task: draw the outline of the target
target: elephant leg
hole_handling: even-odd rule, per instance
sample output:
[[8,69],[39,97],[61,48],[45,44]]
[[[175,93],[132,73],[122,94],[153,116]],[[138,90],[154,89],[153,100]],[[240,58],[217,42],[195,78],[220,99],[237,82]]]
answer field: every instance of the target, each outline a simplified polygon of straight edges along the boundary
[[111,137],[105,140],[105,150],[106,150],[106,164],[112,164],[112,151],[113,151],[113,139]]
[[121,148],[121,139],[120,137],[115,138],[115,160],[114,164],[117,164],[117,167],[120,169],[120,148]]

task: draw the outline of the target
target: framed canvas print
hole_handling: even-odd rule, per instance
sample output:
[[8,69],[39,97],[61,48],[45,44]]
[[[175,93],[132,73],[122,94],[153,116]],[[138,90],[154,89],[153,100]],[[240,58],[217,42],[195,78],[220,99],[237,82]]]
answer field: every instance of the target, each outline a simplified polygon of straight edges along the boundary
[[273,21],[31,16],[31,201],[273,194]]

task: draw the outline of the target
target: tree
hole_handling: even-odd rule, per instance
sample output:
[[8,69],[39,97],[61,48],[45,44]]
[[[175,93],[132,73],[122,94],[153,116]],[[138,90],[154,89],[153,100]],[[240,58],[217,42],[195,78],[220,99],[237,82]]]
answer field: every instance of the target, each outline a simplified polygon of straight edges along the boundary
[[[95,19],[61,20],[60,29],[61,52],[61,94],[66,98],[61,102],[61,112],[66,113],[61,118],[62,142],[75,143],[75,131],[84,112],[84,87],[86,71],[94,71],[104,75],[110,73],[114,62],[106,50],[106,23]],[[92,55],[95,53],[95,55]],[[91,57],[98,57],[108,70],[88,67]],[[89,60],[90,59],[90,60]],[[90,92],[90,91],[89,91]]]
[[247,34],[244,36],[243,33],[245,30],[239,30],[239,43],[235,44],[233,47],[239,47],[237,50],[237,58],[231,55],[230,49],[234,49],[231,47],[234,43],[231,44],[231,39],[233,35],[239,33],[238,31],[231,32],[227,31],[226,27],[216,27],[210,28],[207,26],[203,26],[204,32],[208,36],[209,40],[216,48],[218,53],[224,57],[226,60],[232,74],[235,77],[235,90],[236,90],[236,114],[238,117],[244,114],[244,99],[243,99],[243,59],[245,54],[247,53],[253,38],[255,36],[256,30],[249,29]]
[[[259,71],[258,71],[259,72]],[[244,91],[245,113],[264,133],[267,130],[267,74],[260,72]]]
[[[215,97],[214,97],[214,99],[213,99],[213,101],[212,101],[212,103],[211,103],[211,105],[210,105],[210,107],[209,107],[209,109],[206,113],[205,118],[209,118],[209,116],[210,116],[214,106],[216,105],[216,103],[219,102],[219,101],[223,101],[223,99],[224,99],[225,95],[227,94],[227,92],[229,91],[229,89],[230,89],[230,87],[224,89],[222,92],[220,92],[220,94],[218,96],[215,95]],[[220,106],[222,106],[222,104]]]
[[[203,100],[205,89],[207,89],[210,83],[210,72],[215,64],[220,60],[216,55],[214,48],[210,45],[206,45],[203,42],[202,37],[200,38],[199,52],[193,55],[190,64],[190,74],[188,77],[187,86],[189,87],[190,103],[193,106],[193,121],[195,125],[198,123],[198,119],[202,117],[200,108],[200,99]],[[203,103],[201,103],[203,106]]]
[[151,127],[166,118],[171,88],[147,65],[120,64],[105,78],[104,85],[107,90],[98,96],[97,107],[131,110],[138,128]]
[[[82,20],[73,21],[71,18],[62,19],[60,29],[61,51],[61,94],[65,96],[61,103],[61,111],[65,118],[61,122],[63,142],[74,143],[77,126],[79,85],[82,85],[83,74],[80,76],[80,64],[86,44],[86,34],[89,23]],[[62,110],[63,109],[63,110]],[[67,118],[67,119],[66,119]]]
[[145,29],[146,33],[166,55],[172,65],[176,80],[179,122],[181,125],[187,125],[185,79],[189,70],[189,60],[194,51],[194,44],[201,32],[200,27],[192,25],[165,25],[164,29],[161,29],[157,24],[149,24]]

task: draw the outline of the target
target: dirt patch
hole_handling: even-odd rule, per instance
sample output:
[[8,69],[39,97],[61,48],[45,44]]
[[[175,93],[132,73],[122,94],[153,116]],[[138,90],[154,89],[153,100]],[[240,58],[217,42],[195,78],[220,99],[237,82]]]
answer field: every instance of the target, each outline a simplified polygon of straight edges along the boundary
■ ■ ■ ■ ■ ■ ■
The records must be given again in full, exactly as shown.

* Written answer
task: draw the outline of the target
target: elephant leg
hole_handling: even-odd rule, per instance
sample output:
[[8,69],[39,97],[61,48],[45,44]]
[[[175,93],[132,73],[122,94],[153,116]],[[138,90],[154,89],[153,100]],[[240,58],[217,42],[195,78],[220,99],[237,82]]]
answer field: every instance of the target, each outline a simplified polygon of straight edges along the boundary
[[111,137],[105,140],[105,150],[106,150],[106,164],[112,164],[112,151],[113,151],[113,139]]
[[121,148],[121,139],[120,137],[115,138],[115,160],[114,164],[117,164],[117,167],[120,169],[120,148]]

task: draw the outline of the target
target: framed canvas print
hole_handling: even-odd rule, per instance
sample output:
[[8,69],[39,97],[61,48],[45,44]]
[[[175,93],[132,73],[122,94],[153,116]],[[138,90],[154,89],[153,100]],[[240,58],[217,42],[195,78],[220,99],[237,82]]]
answer field: every instance of the target, each outline a simplified polygon of straight edges along the boundary
[[273,21],[31,16],[31,201],[273,194]]

task: draw the outline of the target
target: tree
hole_handling: even-odd rule, per instance
sample output:
[[8,69],[39,97],[61,48],[45,44]]
[[[175,93],[132,73],[122,94],[153,116]],[[138,90],[154,89],[153,100]],[[240,58],[217,42],[195,78],[220,99],[237,82]]]
answer field: every instance of the target, each outline a simplified polygon of straight edges along the boundary
[[[95,19],[61,20],[60,29],[61,52],[61,94],[66,98],[61,102],[61,112],[66,113],[61,118],[62,142],[75,143],[75,131],[84,112],[84,87],[86,71],[94,71],[104,75],[110,73],[114,62],[106,50],[106,23]],[[92,55],[95,53],[95,55]],[[91,57],[98,57],[108,70],[88,67]],[[89,60],[90,59],[90,60]],[[90,92],[90,91],[89,91]]]
[[247,34],[244,36],[243,33],[245,30],[239,30],[239,43],[235,44],[233,47],[239,47],[237,50],[237,58],[231,55],[230,49],[234,49],[231,47],[234,43],[231,44],[231,39],[233,35],[239,33],[238,31],[231,32],[227,31],[226,27],[216,27],[210,28],[207,26],[203,26],[204,32],[208,36],[209,40],[216,48],[218,53],[224,57],[226,60],[232,74],[235,77],[235,90],[236,90],[236,114],[238,117],[244,114],[244,99],[243,99],[243,59],[245,54],[247,53],[253,38],[255,36],[256,30],[249,29]]
[[[259,71],[258,71],[259,72]],[[244,91],[245,113],[264,133],[267,130],[267,74],[260,72]]]
[[[215,97],[214,97],[214,99],[213,99],[213,101],[212,101],[212,103],[211,103],[211,105],[210,105],[210,107],[209,107],[209,109],[206,113],[205,118],[209,118],[209,116],[210,116],[214,106],[216,105],[216,103],[219,102],[219,101],[223,101],[223,99],[224,99],[225,95],[227,94],[227,92],[229,91],[229,89],[230,89],[230,87],[224,89],[222,92],[220,92],[220,94],[218,96],[215,95]],[[220,106],[222,106],[222,104]]]
[[[203,100],[205,89],[207,89],[210,83],[210,72],[215,64],[220,60],[216,55],[214,48],[210,45],[206,45],[203,42],[202,37],[200,38],[199,52],[193,55],[190,64],[190,74],[188,77],[187,86],[189,87],[190,103],[193,106],[193,121],[195,125],[198,123],[198,119],[202,117],[200,108],[200,99]],[[203,103],[201,103],[203,106]]]
[[151,127],[166,118],[171,88],[147,65],[120,64],[105,78],[104,85],[107,90],[98,96],[97,107],[131,110],[138,128]]
[[[82,20],[73,21],[71,18],[62,19],[60,29],[61,51],[61,94],[65,96],[61,103],[61,111],[65,118],[61,122],[63,142],[74,143],[77,126],[79,85],[82,85],[83,74],[80,76],[80,64],[86,44],[86,34],[89,23]],[[62,110],[63,109],[63,110]],[[67,118],[67,119],[66,119]]]
[[145,29],[146,33],[166,55],[172,65],[176,80],[179,122],[181,125],[187,125],[185,79],[189,70],[189,60],[194,51],[194,44],[201,32],[200,27],[192,25],[165,25],[164,29],[161,29],[157,24],[149,24]]

task: draw the outline of the target
target: dirt patch
hole_handling: even-odd rule, per instance
sample output:
[[8,69],[39,97],[61,48],[45,44]]
[[[175,93],[132,73],[122,94],[153,116]],[[138,90],[154,89],[153,100]],[[240,58],[217,42],[195,78],[220,99],[237,82]]]
answer field: every instance of the target, each outline a simplified polygon of straight edges along the boundary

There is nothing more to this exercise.